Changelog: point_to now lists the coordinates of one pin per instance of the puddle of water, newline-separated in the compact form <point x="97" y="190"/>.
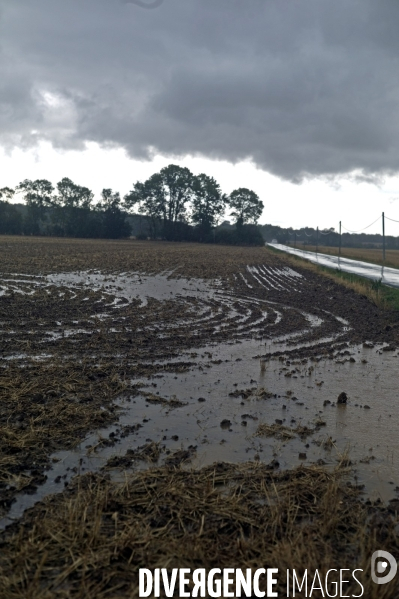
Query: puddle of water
<point x="371" y="434"/>
<point x="221" y="369"/>
<point x="376" y="272"/>
<point x="133" y="286"/>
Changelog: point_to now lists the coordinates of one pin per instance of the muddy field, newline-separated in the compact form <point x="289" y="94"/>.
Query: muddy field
<point x="128" y="359"/>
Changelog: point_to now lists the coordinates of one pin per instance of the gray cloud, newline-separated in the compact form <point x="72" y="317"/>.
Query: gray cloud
<point x="305" y="88"/>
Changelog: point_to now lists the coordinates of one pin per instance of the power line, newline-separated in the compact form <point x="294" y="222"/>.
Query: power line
<point x="359" y="230"/>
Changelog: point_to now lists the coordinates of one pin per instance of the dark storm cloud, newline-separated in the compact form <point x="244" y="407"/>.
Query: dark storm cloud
<point x="303" y="87"/>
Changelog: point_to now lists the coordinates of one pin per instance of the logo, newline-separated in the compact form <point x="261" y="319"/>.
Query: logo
<point x="384" y="563"/>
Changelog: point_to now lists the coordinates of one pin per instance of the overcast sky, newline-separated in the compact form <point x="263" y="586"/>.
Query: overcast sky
<point x="297" y="99"/>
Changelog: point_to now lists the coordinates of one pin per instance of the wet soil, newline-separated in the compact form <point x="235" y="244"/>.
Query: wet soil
<point x="107" y="347"/>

- - -

Without the pictures, return each entry exactly as given.

Changelog: point_to now lists the coordinates of one pin per instance of the puddle of water, newline-separated in the compact form <point x="97" y="190"/>.
Query: puddle of water
<point x="371" y="434"/>
<point x="221" y="369"/>
<point x="376" y="272"/>
<point x="133" y="286"/>
Changelog: point_to now lists the coordinates of one pin per instance of the muddy field, newline-separated in the compact form <point x="289" y="94"/>.
Query: muddy field
<point x="128" y="359"/>
Changelog: point_to now lists the coordinates of one pin per instance of the gray cloud, newline-separated in the compact form <point x="72" y="317"/>.
Query: gray cloud
<point x="305" y="88"/>
Changelog: point_to now lists the coordinates of one pin per instance of the power line, newline-separated in the compact form <point x="294" y="222"/>.
Query: power line
<point x="359" y="230"/>
Changelog: point_to now lists the coordinates of one pin per instance of the dark storm cloud, newline-separated in the compact form <point x="244" y="407"/>.
Query: dark storm cloud
<point x="303" y="87"/>
Changelog: point_to now lists the coordinates of one pin per instance of the logo, newline-separated in the compact form <point x="261" y="319"/>.
Query: logo
<point x="384" y="563"/>
Changelog: point_to now lists the coordinates of one pin per instance of the overcast sky, newline-separated in the compact form <point x="263" y="586"/>.
Query: overcast sky
<point x="297" y="99"/>
Changelog: point_to now lists the coordinates of one pin per instance of the wet soil, newline-separated in the compact form <point x="235" y="244"/>.
Query: wet soil
<point x="107" y="347"/>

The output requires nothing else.